[[ Exercise material, beginning ]]

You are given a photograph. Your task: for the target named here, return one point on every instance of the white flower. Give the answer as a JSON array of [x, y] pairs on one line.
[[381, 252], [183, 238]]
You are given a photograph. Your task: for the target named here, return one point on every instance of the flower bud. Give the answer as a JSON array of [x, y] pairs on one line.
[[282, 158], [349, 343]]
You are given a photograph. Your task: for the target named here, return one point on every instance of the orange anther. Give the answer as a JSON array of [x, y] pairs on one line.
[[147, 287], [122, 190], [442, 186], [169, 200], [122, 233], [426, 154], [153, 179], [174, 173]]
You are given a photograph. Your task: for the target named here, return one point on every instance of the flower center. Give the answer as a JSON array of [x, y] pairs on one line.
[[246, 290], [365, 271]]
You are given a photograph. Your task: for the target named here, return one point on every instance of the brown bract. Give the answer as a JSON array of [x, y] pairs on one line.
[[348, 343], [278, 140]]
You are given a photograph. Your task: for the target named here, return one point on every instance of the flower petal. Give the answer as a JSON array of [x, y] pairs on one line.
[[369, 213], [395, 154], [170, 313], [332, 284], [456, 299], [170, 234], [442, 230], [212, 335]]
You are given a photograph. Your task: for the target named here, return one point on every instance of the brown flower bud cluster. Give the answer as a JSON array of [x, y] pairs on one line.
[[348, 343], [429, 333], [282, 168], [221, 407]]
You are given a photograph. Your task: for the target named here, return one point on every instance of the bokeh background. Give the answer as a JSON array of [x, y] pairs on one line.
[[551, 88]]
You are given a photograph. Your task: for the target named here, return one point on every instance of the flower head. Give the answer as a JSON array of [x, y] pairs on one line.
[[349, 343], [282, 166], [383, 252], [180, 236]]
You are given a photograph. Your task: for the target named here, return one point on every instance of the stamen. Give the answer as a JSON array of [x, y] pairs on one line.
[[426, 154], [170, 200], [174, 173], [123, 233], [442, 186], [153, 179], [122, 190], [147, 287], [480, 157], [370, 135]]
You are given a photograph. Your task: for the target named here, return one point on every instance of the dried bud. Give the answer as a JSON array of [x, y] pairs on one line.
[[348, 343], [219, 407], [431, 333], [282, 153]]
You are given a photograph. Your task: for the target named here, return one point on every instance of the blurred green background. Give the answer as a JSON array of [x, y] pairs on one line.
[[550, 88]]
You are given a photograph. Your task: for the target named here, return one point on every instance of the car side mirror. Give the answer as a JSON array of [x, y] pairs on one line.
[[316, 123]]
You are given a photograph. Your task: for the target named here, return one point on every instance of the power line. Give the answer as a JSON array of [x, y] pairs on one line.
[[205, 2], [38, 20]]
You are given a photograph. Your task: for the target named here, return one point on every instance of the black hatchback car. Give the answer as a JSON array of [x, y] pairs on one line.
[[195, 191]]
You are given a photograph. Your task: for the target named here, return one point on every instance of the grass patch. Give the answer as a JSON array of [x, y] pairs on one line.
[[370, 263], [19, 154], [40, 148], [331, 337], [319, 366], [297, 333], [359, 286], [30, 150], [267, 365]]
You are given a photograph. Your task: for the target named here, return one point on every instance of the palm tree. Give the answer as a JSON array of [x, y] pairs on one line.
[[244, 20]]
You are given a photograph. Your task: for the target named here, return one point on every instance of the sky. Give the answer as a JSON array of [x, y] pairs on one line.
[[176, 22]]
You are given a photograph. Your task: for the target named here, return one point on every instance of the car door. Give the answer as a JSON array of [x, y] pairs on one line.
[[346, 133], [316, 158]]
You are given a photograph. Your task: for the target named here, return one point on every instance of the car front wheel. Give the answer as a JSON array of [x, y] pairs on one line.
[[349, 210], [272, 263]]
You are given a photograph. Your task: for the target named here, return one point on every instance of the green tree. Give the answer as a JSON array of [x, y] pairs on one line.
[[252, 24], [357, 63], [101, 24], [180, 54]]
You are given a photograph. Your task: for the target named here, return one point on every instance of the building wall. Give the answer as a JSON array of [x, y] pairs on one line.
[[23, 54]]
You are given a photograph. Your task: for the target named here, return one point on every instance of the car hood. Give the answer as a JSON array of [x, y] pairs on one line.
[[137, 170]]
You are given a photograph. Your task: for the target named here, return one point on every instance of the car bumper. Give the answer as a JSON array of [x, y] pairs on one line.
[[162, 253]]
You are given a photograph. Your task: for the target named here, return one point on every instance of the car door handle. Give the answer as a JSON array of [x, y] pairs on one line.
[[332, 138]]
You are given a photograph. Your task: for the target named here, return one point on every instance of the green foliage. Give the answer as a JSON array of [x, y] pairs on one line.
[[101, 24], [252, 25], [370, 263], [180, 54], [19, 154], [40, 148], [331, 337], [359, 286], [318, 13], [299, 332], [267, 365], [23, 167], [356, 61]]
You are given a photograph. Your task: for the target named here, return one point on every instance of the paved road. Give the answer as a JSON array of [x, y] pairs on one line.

[[ Exercise material, end ]]

__Activity__. Every entry above should come back exactly as written.

__Solved exercise__.
You are given a photograph. Your task: for the target named here, return one point on every instance of the white flower. Give the answer as a JSON array of [x, y] pairs on one line.
[[381, 252], [183, 238]]
You are given a photograph. Your task: for the target named here, return one point on every instance of the flower bud. Give the answer as a JSON array of [x, y] pairs on one line.
[[282, 158], [349, 343]]
You are given a photograph. Your task: for the target named here, return one point on every instance of the orange anther. Give the answer as a JSON array of [x, y] pairs on one line.
[[147, 287], [122, 190], [442, 186], [169, 200], [122, 233], [426, 154], [153, 179], [174, 173]]
You are given a photograph. Your task: for the target named here, return one point on every instance of the flower center. Give the answer as a JSON array of [x, y] pairs on one line.
[[246, 290], [365, 271]]
You are given a photograph. Your task: for the target named here, return one point on every instance of the brown bract. Give the answer as a JSON array of [x, y] pairs on one line.
[[348, 343], [278, 140]]
You are given a photograph. Your task: for the target named here, return one point on every instance of the flower petal. Give the answer as a JSON array of [x, y] pairs on one line.
[[369, 213], [395, 154], [170, 313], [332, 284], [456, 299], [170, 234], [442, 230], [212, 335]]
You are given a photograph. Your task: for the target named here, return one point on every instance of the brown flower bud cluster. Give the answer as a JSON array of [x, y] pairs on one line.
[[348, 343], [429, 333], [282, 168], [221, 407]]
You are given a photograph. Your task: for the target named here, return one point on every instance of the bokeh background. Give the answer as a JSON array of [x, y] pairs on one line.
[[551, 88]]
You are given a photograph. Your task: for the target named here, return one point on every instance of the flower head. Give the answer as a JSON array of [x, y] pairs on one line.
[[349, 343], [282, 166], [383, 252], [180, 236]]
You are given a photograph. Your task: for the target named here, return one point on every instance of the stamen. Give the answer as a JSON array of [x, y] pairs on one line.
[[426, 154], [170, 200], [174, 173], [123, 233], [442, 186], [153, 179], [122, 190], [147, 287], [480, 157], [370, 135]]
You are given a photograph. Your task: for the target named here, return one point on every instance of the dried bud. Give the answer as a JSON array of [x, y] pairs on one line.
[[348, 343], [219, 407], [431, 333], [282, 153]]
You are given a photograph. Your task: for the target named here, return one point on every instance of the blurred green background. Give the answer as a JSON array of [x, y] pairs on one line.
[[550, 88]]
You are given a photograph. Your task: for the target named here, return one point on every instance of the car side mirror. Give the answer as a JSON array of [x, y] pairs on one line.
[[316, 123]]
You are given a photograph. Your task: for the target named here, return one point on every instance of the power line. Give the answer as a JSON array of [x, y] pairs on one line.
[[205, 2], [38, 20]]
You are given a photograph. Your task: for the target named here, return one point on every instance of the black hatchback car. Give the answer as a JSON array of [x, y] pairs on one line.
[[195, 191]]
You are given a photograph. Your task: for the target named here, return one point on every instance of the grass patch. Give the answer as a JSON array of [x, y] pairs on one line.
[[370, 263], [19, 154], [40, 148], [331, 337], [319, 366], [297, 333], [359, 286], [30, 150], [267, 365]]
You are given a photograph. Your task: for the target named here, return one point on every instance of the palm tree. Give the answer as a JSON array of [x, y] pairs on one line.
[[244, 20]]
You are given a photograph. Your task: for the target named here, return one point on every instance of the sky. Give the answer as a JSON array of [x, y] pairs on one line.
[[176, 22]]
You are given a photograph. Your task: for the target named here, return one point on every instance of the car door. Give the answer as a JSON array of [x, y] pairs on one line.
[[346, 133], [316, 158]]
You are given a photograph. Your task: for the target named here, return one point on every instance of the car front wheel. Give the answer as a JSON array of [x, y] pairs on one line.
[[349, 210], [272, 263]]
You are given a photograph. Your task: for the target named here, return one point on every instance of the green tree. Give the answer as a JSON array of [x, y] pairs on one line.
[[252, 24], [357, 63], [101, 24], [180, 54]]
You are given a photograph. Your task: for the target named here, return one point on every instance of the building wall. Give the answer as a JSON array of [x, y] pairs on one line.
[[23, 54]]
You are given a photograph. Your task: for the target named here, return one point on every instance of the car hood. Give the answer as a JSON array of [x, y] pairs on one line.
[[137, 170]]
You are given a photograph. Your task: for the target named here, return one point on every instance of the car bumper. Give the answer as a JSON array of [x, y] pairs on one line.
[[162, 253]]
You are given a photograph. Your task: for the target named here, return one point on every instance of the car door handle. Give the answer as a JSON array of [x, y] pairs on one line.
[[332, 138]]
You are given a photograph. Your task: for the target named here, return one point on every instance of the green foliage. Give the answer as a JSON array of [x, y] pairs on one line.
[[101, 24], [252, 25], [370, 263], [180, 54], [19, 154], [40, 148], [331, 337], [359, 286], [318, 13], [299, 332], [267, 365], [23, 167], [356, 61]]
You are given a photograph. Your task: for the target named here, return one point on every instance of the paved road. Give the answer as a JSON array of [x, y] pairs on one line.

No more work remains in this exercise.